- Data entries
begin

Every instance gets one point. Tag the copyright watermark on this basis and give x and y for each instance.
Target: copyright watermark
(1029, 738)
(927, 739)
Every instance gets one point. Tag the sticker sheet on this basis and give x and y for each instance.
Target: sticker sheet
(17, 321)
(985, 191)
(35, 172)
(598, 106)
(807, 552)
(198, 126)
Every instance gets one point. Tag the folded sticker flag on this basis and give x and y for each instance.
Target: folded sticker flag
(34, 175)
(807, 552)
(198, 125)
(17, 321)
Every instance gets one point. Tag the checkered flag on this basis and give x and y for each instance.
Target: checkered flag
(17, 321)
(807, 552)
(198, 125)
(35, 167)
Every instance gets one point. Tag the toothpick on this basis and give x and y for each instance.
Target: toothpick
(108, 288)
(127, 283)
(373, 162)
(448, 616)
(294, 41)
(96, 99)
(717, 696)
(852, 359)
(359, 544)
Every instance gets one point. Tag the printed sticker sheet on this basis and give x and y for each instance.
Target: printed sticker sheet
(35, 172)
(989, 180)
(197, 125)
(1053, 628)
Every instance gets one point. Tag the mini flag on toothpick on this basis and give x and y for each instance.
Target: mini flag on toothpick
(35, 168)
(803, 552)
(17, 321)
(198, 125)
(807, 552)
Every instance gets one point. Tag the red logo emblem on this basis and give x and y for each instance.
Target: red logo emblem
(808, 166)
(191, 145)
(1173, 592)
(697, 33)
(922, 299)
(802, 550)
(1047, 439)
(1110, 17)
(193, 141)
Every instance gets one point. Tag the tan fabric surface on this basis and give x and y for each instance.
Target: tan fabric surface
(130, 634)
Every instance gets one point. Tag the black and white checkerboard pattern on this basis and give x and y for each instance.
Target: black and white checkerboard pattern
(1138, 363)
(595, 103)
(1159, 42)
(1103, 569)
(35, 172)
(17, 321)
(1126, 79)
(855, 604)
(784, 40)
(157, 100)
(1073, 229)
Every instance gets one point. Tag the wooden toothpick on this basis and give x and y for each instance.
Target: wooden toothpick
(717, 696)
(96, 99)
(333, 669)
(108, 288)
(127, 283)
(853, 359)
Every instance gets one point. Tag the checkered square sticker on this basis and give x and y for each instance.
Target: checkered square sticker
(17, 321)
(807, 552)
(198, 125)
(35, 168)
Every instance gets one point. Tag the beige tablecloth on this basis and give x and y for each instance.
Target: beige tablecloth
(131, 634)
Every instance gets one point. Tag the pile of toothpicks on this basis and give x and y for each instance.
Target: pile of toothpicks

end

- Aim
Restate every record exactly, leaving nothing out.

- Task answer
Every instance gets one point. Tag the copyright watermark on this basis and give x and y for each instance.
Target: copyright watermark
(1029, 738)
(927, 739)
Every instance gets one point. Tag the sticker sheet on this basis and give x and y for each instance.
Target: sticker sheet
(17, 321)
(985, 191)
(35, 172)
(598, 106)
(807, 552)
(198, 126)
Every instance gets one point. Tag the folded sticker flag on this basis and give x and y for each instance.
Target: folded sticker flag
(34, 175)
(807, 552)
(198, 125)
(17, 321)
Every instance gets one point. Tag the checkered flag on this basis and give x and y for each instance.
Target: checkered flag
(17, 321)
(807, 552)
(198, 125)
(35, 167)
Every instance gets one point. Tag the toothpick on this basis and give x and y for each instance.
Target: toothpick
(108, 288)
(127, 283)
(373, 162)
(448, 616)
(294, 41)
(96, 99)
(717, 696)
(852, 359)
(359, 544)
Every instance gets one point. Tag the printed sticker sheet on this basis and give x and y for each instance.
Target: printed sticker sheet
(35, 172)
(989, 180)
(197, 125)
(1053, 628)
Every instance gets one point. Tag the mini flag on toothpick on this basis and give x and y for each instance.
Target: mini flag on toothpick
(35, 168)
(803, 552)
(17, 321)
(198, 125)
(807, 552)
Every instance gets one point. Tag the red logo emblem on this basis and give x and y for each instance.
Target: red logo emblem
(808, 166)
(191, 145)
(1173, 592)
(697, 33)
(922, 299)
(802, 550)
(1047, 439)
(1110, 17)
(193, 141)
Every instance gets one point. Tag the tan fabric surface on this basis and give x and y for each instance.
Target: tan fabric surface
(130, 634)
Every instance gets one point. Tag the black and white checkerboard pattern on this basis and give x and y for each instance.
Target: black and white checkerboard pattern
(1138, 363)
(595, 103)
(1159, 42)
(1103, 569)
(35, 172)
(17, 321)
(1126, 79)
(855, 604)
(784, 40)
(157, 100)
(1073, 229)
Every instance gets one point. Tag the wooden toothpick on this basis and give x and y for each instance.
Target: wooden toothpick
(717, 696)
(96, 99)
(333, 669)
(108, 288)
(127, 283)
(853, 359)
Every instance gets one point. Tag the checkered square sticker on this basis and give x and y for each instance.
Target: checkered square sticker
(17, 321)
(807, 552)
(198, 125)
(35, 168)
Every instance gets one point. Tag the beige tablecloth on this basis and give x and y for each instance.
Target: beige tablecloth
(131, 634)
Every instance gets one point. Tag the pile of toothpicks on this basis and give x and y for each instance.
Target: pile of toothpicks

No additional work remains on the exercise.